Exercise aim:
Run through the records and, wherever a line holds the word "vine", return that line.
___ Dataset records ___
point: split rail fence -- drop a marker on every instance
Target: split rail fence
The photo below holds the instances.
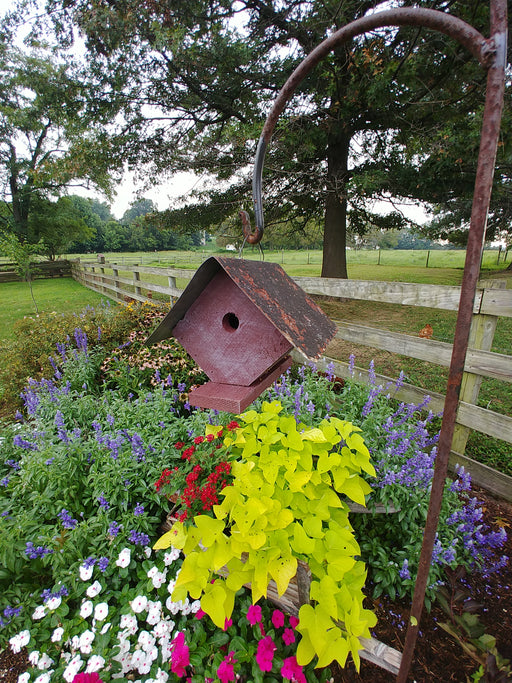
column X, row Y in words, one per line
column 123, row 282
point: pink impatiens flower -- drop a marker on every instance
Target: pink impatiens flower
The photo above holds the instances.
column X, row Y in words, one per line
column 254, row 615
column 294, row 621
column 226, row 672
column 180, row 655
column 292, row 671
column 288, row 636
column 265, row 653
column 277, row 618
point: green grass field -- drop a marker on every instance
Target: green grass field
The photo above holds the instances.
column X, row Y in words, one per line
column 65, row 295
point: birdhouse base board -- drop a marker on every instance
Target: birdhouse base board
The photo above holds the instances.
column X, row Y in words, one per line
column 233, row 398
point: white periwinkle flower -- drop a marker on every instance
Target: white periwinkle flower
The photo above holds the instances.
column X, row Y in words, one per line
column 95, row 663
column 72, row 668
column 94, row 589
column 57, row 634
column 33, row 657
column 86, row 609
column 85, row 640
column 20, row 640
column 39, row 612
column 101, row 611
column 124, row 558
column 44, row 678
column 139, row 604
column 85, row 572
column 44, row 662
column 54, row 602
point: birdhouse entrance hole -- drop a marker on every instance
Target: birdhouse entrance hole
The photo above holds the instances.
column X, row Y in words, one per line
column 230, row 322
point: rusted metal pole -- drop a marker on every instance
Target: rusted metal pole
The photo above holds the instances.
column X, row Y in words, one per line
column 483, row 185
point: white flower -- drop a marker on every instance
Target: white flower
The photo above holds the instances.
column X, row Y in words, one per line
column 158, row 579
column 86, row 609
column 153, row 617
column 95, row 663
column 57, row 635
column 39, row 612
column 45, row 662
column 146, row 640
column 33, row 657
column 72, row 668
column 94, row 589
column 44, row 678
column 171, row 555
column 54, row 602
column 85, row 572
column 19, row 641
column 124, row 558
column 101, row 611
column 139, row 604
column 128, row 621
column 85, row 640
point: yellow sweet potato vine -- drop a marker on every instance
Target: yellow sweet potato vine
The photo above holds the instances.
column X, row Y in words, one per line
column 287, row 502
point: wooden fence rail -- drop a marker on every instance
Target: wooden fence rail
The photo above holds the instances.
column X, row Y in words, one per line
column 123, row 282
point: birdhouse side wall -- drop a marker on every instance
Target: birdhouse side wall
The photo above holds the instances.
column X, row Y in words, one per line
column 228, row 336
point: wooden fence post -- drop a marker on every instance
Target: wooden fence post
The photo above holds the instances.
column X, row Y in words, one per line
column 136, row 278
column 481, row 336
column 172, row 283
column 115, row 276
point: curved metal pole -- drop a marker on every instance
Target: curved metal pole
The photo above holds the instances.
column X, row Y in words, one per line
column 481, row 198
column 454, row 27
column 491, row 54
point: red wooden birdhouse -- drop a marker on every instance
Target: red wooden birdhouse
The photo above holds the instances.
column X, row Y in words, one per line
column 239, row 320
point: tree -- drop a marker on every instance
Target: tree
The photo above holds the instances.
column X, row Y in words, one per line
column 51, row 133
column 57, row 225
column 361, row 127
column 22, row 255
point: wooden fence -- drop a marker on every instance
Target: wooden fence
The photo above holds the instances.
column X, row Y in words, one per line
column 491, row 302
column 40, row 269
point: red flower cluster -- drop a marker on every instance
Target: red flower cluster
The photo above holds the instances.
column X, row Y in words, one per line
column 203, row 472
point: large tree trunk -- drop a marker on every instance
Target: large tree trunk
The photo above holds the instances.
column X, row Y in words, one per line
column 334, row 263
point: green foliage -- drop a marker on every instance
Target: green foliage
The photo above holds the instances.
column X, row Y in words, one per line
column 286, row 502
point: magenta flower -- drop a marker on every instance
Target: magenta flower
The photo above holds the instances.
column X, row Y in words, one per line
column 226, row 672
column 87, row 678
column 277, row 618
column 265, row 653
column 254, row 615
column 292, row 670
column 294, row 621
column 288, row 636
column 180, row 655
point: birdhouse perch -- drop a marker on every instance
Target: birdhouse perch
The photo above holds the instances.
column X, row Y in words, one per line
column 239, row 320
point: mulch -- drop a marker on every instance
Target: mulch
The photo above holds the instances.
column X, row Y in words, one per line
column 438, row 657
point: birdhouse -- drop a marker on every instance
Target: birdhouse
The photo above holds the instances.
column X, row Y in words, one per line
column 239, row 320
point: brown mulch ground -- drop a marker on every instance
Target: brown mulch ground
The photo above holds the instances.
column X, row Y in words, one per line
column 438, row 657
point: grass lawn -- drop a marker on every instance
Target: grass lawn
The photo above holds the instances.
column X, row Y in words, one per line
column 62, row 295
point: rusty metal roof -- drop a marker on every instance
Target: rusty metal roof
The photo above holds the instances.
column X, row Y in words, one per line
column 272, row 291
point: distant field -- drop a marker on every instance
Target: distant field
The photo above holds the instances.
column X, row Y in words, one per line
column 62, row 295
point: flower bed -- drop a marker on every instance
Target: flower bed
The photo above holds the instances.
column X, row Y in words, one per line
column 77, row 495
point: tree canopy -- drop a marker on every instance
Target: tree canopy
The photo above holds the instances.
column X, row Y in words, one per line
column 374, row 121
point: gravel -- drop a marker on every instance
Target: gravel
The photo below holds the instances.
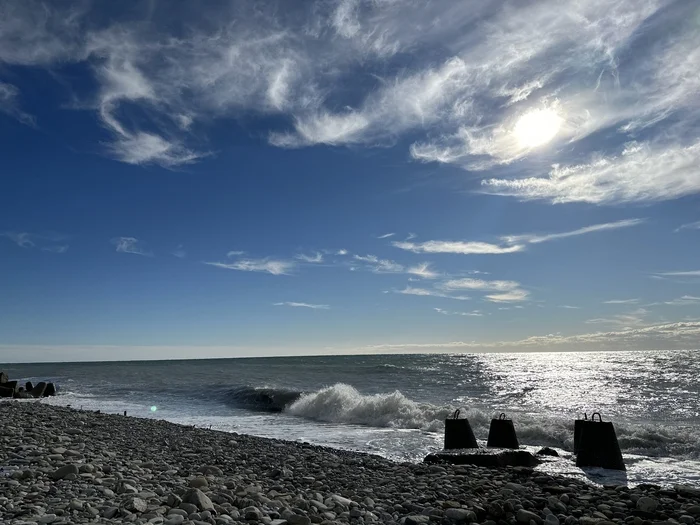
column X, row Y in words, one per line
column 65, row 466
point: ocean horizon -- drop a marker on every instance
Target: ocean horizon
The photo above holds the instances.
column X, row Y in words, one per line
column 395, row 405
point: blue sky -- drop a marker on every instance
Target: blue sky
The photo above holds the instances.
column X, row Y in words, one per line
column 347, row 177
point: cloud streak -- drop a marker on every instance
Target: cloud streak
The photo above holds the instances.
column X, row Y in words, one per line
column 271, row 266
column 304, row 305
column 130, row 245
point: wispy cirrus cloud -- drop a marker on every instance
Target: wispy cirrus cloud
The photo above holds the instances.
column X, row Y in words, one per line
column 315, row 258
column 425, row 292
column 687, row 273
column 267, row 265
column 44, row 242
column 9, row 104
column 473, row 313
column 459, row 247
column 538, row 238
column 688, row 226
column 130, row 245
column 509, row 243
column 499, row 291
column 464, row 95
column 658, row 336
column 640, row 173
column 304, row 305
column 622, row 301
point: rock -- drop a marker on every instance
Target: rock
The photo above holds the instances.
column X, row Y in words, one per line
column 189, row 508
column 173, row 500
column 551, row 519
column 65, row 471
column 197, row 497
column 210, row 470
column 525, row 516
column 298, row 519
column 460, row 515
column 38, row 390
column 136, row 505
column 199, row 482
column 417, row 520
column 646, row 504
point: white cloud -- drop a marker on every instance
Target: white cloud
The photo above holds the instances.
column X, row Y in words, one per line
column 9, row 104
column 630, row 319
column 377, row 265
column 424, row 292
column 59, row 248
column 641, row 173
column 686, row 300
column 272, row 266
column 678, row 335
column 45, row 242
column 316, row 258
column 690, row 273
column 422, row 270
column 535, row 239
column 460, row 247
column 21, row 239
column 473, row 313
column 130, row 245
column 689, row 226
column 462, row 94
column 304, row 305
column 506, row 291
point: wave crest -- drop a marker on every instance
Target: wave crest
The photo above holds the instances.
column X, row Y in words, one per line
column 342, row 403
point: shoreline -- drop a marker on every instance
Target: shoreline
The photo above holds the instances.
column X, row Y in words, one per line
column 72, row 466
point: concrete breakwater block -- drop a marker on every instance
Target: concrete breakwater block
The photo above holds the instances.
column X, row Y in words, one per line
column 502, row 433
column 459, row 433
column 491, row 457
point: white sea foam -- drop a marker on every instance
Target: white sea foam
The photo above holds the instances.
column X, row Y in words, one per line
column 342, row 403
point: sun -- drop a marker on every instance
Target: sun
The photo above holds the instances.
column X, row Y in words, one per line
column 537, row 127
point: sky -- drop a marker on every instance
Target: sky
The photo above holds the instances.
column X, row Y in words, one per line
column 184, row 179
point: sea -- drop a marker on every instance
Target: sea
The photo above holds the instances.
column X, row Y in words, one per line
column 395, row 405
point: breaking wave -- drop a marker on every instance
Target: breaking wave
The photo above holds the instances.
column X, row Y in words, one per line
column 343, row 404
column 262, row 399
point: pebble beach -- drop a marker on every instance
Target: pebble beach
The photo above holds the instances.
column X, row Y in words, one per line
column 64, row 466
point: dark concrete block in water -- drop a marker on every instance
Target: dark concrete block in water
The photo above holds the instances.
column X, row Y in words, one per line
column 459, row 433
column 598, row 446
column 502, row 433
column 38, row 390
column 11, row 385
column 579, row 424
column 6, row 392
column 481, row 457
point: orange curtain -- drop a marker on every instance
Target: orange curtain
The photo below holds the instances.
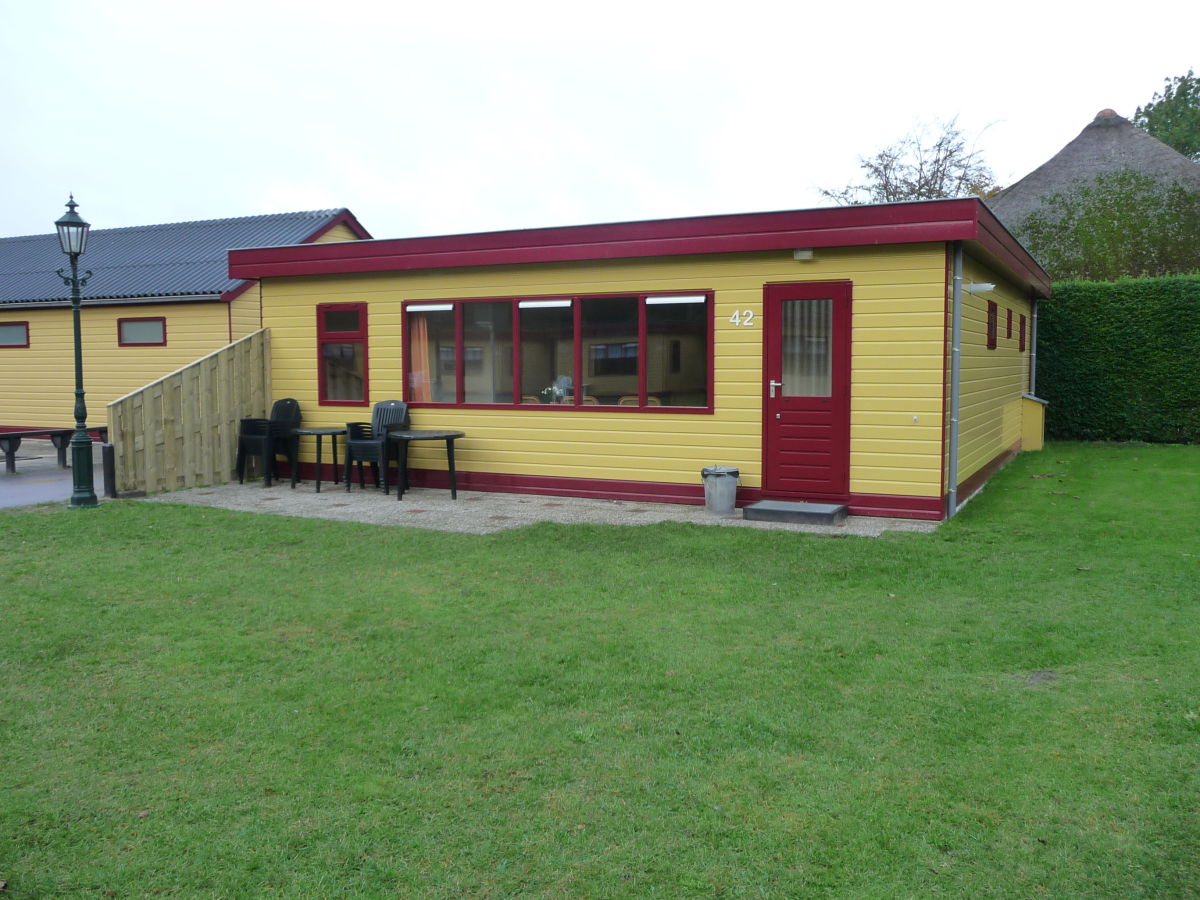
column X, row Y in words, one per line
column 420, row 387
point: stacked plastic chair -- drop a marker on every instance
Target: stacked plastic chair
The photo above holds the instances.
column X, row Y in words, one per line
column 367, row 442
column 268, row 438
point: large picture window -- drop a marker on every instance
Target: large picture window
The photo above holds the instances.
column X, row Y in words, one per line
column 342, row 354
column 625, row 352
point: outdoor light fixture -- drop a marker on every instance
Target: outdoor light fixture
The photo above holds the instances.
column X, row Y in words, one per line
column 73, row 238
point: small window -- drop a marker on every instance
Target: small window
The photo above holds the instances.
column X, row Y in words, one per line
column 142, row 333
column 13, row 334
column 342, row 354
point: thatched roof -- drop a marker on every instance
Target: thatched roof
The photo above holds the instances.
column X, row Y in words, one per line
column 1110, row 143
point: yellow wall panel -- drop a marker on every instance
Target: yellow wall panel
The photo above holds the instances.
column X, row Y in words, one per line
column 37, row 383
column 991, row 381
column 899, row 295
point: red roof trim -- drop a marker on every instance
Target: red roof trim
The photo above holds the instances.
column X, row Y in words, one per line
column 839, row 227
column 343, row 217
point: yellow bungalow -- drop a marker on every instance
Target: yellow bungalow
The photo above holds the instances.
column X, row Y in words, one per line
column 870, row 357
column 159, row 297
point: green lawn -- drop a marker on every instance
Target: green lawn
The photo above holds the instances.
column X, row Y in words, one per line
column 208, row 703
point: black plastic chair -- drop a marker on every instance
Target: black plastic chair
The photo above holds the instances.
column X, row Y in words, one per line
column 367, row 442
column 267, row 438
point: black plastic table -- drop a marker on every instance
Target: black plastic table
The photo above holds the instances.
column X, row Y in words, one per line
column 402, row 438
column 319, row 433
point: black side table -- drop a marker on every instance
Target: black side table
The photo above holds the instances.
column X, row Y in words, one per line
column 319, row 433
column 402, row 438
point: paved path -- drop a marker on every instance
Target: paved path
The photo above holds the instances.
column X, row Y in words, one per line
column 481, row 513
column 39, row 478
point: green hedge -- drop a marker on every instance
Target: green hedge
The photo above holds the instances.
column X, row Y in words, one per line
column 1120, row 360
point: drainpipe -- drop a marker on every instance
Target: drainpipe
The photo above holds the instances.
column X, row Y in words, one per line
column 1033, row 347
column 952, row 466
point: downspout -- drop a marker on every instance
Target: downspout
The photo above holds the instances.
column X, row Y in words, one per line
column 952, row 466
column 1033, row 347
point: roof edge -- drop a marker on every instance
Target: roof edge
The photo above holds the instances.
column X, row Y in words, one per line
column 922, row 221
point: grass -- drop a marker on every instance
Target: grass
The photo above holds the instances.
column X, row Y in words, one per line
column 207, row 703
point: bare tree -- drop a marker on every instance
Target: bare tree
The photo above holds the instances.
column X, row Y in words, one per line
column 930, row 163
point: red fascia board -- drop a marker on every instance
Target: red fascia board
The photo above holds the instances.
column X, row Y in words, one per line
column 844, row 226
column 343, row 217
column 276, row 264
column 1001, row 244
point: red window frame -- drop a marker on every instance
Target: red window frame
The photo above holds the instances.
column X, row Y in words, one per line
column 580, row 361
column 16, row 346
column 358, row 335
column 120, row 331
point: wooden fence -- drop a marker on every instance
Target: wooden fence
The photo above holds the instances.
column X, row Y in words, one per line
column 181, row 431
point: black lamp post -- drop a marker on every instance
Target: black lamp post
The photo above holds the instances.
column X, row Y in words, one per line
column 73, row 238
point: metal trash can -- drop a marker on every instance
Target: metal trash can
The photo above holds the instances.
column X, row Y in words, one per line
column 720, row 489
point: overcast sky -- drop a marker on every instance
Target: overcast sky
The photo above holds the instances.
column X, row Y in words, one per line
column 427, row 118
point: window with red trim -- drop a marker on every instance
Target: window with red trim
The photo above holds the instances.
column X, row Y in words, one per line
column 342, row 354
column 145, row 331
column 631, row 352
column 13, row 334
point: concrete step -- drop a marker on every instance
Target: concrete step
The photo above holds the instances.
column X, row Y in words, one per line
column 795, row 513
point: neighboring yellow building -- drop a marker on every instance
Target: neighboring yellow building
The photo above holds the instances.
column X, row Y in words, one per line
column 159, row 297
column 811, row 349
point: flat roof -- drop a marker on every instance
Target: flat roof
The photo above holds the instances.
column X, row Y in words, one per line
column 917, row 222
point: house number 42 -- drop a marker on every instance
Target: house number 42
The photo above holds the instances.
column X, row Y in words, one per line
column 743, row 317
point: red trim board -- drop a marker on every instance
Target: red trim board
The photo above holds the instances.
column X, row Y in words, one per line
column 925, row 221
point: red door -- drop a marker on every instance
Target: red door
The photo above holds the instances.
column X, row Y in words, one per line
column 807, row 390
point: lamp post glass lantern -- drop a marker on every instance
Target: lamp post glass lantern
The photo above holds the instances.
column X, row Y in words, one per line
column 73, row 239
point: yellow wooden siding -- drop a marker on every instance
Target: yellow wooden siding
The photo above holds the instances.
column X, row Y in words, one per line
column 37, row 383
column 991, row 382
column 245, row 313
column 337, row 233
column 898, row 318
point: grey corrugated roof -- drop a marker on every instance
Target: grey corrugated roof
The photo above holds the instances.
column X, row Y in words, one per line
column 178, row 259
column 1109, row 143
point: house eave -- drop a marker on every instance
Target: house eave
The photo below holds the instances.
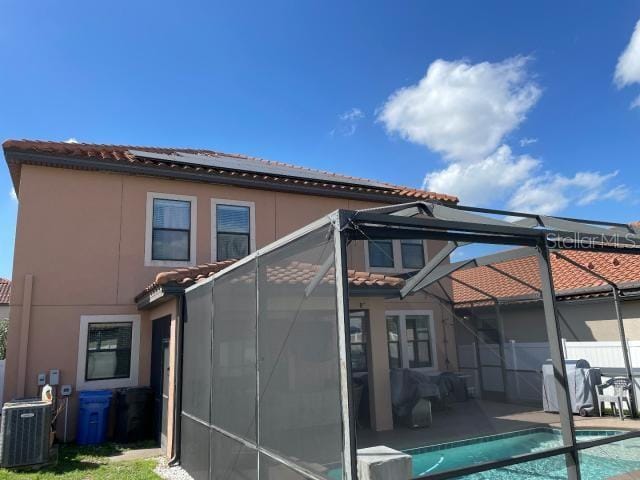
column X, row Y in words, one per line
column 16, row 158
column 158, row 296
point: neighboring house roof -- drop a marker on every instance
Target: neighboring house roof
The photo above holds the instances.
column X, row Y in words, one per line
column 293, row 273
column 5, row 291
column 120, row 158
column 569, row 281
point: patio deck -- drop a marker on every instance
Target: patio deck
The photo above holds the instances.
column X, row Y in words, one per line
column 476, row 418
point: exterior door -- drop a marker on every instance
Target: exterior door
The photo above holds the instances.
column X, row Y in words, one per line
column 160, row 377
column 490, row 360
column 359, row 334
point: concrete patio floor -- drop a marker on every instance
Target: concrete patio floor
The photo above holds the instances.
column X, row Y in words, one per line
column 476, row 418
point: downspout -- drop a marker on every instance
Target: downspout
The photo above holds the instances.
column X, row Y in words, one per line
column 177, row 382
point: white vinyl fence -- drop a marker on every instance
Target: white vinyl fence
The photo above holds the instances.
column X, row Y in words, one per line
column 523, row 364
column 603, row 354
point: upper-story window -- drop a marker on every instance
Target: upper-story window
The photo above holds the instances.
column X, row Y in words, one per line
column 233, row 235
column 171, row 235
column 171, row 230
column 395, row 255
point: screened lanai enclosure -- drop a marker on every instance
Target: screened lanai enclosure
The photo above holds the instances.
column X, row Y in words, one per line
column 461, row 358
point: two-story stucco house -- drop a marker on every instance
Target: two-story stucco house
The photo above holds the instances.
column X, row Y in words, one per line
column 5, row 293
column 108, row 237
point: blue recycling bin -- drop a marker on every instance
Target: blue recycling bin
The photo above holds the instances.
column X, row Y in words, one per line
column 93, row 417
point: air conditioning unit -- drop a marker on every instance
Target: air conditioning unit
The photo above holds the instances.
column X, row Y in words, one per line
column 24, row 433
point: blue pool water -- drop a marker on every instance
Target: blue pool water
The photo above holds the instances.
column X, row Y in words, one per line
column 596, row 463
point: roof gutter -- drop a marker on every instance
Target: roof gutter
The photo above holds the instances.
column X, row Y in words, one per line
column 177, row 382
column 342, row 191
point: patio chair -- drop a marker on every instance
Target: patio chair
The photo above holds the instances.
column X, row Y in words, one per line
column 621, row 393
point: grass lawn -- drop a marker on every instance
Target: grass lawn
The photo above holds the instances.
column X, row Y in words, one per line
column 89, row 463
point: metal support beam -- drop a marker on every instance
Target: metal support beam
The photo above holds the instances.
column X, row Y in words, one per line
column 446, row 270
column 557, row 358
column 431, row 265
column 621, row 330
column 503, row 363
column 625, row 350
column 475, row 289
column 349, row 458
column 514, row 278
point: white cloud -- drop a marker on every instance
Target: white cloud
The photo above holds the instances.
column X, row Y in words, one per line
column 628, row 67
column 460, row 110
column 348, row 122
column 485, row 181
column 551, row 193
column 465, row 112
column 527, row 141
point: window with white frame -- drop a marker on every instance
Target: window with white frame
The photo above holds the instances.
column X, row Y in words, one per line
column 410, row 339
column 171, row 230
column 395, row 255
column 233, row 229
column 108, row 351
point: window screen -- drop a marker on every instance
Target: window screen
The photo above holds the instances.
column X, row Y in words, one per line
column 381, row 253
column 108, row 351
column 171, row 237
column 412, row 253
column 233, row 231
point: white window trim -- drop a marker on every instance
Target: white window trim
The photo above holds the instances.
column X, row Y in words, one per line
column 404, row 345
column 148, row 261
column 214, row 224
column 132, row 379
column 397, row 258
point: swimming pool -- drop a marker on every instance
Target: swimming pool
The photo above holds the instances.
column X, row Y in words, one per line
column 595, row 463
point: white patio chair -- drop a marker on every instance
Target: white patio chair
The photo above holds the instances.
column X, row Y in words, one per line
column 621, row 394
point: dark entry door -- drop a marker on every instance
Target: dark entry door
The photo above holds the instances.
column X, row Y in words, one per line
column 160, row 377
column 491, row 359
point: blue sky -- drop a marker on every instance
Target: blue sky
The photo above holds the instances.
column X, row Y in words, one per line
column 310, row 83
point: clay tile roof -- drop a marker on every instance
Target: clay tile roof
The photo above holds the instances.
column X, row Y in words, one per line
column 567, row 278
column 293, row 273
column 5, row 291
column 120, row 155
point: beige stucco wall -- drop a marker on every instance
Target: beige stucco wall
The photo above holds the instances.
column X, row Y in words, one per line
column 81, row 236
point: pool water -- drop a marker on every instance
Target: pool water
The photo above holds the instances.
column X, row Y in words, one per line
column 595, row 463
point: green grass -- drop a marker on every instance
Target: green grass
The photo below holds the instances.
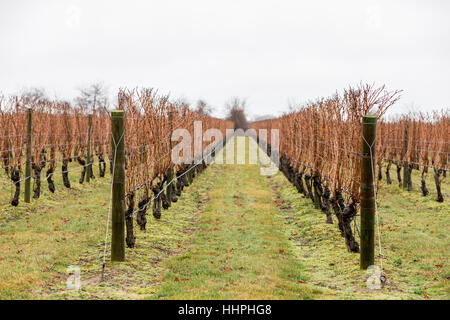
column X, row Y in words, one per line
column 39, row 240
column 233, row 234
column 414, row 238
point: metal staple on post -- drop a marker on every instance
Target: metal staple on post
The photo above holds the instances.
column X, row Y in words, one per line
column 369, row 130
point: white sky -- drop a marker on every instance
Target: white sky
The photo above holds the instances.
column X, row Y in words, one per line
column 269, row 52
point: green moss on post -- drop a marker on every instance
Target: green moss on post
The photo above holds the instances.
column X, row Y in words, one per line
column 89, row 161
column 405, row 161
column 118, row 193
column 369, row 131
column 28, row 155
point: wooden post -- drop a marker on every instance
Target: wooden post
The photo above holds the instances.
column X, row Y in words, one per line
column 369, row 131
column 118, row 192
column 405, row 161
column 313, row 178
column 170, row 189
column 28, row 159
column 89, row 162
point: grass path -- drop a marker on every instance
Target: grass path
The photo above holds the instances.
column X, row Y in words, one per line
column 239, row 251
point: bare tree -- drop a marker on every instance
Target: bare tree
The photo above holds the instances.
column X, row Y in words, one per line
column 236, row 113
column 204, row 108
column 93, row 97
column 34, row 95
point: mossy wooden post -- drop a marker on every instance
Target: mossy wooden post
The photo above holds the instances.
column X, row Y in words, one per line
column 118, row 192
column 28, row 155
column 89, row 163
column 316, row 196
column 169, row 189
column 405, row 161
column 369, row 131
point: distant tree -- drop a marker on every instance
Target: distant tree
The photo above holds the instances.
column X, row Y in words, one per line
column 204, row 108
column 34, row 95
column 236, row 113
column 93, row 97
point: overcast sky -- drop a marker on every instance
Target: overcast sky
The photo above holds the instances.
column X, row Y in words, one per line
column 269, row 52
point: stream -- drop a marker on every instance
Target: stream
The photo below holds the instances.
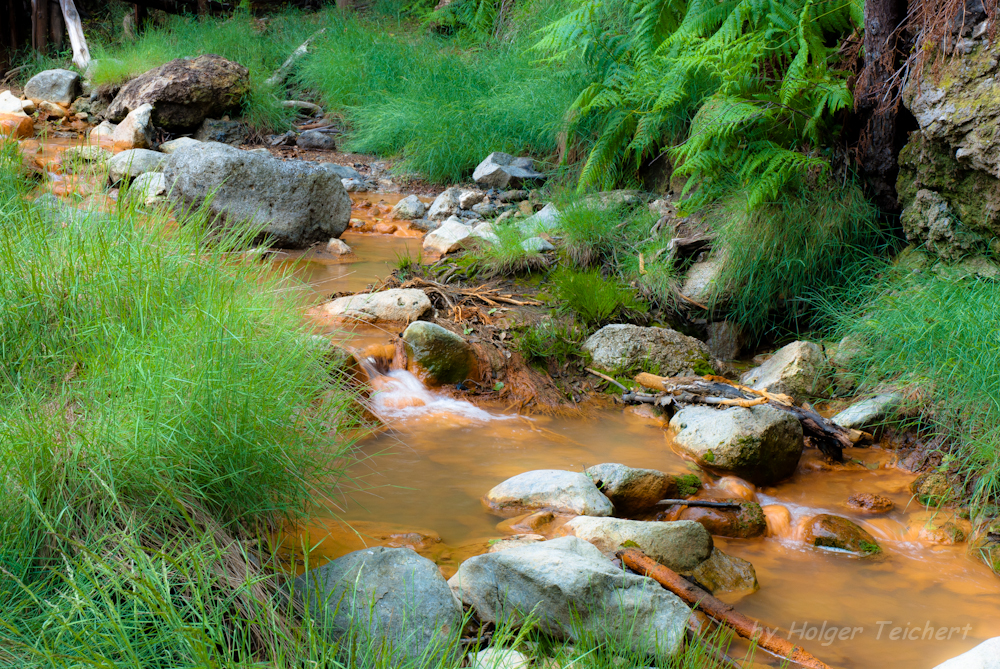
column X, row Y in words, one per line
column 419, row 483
___
Answer section:
point: yellow sweet potato vine -- drop a marker on every instance
Target: yellow sweet potato vine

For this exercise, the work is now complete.